» Rows for bounding box labeling
^^^^^^^^^^^^^^^^
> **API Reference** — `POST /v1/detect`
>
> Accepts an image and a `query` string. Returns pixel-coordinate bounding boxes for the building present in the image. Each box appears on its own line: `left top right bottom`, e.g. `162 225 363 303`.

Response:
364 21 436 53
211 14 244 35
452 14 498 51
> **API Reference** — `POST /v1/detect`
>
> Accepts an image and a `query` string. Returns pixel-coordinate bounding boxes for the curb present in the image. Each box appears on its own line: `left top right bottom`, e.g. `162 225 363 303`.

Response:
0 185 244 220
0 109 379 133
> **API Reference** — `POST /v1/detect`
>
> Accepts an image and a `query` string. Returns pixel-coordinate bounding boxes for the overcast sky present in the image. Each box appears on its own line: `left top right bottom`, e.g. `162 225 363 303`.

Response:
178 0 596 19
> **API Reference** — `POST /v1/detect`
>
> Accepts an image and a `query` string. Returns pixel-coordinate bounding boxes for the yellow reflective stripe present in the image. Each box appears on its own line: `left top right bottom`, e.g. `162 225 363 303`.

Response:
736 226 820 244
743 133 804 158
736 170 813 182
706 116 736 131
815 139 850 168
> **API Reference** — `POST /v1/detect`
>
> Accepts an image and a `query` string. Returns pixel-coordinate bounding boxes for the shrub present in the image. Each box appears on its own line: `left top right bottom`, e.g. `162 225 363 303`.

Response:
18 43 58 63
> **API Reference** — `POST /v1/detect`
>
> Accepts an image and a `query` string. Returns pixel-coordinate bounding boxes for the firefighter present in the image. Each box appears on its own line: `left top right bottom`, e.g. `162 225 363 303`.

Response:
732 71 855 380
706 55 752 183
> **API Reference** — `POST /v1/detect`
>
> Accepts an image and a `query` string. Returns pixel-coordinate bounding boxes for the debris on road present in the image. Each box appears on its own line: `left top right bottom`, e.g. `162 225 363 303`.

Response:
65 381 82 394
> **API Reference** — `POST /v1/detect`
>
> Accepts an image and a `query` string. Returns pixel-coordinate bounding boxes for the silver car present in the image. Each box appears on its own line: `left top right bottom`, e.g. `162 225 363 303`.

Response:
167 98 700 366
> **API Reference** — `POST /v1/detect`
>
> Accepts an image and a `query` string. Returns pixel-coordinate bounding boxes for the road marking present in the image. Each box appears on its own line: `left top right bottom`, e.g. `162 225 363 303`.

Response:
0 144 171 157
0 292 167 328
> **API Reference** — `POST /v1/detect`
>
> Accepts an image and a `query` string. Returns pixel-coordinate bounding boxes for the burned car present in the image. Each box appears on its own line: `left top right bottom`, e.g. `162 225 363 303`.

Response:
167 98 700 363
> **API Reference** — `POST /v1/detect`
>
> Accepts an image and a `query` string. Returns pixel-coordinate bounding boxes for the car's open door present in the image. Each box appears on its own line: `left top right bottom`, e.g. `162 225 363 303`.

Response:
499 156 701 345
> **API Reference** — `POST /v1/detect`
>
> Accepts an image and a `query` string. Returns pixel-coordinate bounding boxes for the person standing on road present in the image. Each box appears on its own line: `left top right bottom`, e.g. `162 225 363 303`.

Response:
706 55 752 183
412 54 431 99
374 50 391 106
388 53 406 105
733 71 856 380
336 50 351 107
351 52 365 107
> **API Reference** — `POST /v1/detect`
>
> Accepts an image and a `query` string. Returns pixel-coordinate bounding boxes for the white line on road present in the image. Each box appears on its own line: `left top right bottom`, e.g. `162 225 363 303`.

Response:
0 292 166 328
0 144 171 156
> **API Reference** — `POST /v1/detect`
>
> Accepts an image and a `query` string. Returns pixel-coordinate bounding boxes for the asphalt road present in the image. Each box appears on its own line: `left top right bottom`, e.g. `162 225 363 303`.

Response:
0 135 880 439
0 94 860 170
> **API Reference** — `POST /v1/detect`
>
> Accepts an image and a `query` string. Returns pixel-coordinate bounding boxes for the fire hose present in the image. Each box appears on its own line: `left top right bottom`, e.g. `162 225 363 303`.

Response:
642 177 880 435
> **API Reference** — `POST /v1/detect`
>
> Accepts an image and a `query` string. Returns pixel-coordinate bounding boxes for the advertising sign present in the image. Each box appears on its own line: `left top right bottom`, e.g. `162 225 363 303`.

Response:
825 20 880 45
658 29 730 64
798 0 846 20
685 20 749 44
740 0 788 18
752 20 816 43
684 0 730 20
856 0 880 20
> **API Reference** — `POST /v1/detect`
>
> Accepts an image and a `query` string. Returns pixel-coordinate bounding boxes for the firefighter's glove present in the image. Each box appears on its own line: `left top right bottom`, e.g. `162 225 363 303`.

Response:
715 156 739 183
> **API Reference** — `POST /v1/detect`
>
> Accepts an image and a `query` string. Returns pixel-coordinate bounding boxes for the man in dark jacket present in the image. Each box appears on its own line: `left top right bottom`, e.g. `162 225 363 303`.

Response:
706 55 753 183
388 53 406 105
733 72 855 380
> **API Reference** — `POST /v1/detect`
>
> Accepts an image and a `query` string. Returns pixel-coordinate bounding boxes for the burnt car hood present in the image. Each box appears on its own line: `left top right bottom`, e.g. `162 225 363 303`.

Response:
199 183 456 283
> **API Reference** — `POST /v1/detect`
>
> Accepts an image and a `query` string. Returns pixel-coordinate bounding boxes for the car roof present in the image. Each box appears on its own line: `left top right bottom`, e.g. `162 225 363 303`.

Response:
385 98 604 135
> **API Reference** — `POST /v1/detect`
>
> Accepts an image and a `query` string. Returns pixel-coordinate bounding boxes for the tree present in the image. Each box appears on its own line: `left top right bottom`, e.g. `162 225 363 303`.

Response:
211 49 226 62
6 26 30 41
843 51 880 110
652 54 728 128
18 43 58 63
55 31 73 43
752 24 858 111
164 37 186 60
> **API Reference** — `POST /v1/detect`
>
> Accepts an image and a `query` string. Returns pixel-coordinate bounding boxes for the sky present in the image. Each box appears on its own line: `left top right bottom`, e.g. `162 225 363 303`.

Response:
^^^^^^^^^^^^^^^^
» WHAT IS EXPECTED
Extract every line of the rows above that contains the word "road", copying each such line in full.

» REPLY
> Accepts an image and a `query` string. Returns pixel-coordinate bounding boxes for the debris on road present in the image. Each box appears on its own line: `left top right bottom`, e.g. `162 225 363 303`.
> Accepts an image and a `query` string. Returns pixel-coordinate bounding boxes for the road marking present in the image. Each box appears on its own line: `left top right bottom`, e.g. `162 225 363 303`.
> Accepts an image and a `query` string. Returns pixel-coordinate bounding boxes for the person standing on road present in the image. Each box appears on its own line: `left top right bottom`, e.g. `162 225 363 303`.
> Accepts an image and a `query` string. Returns pixel-coordinate bounding boxes for the white line on road present in the image. Each box appears on its own line: `left top right bottom`, e.g. `162 225 363 303`.
> Accepts an image and a `query` string. Returns pixel-coordinate bounding boxes for the asphalt road present in the image. Each box appears on its own line: `left top right bottom`, e.g. `162 225 363 303`.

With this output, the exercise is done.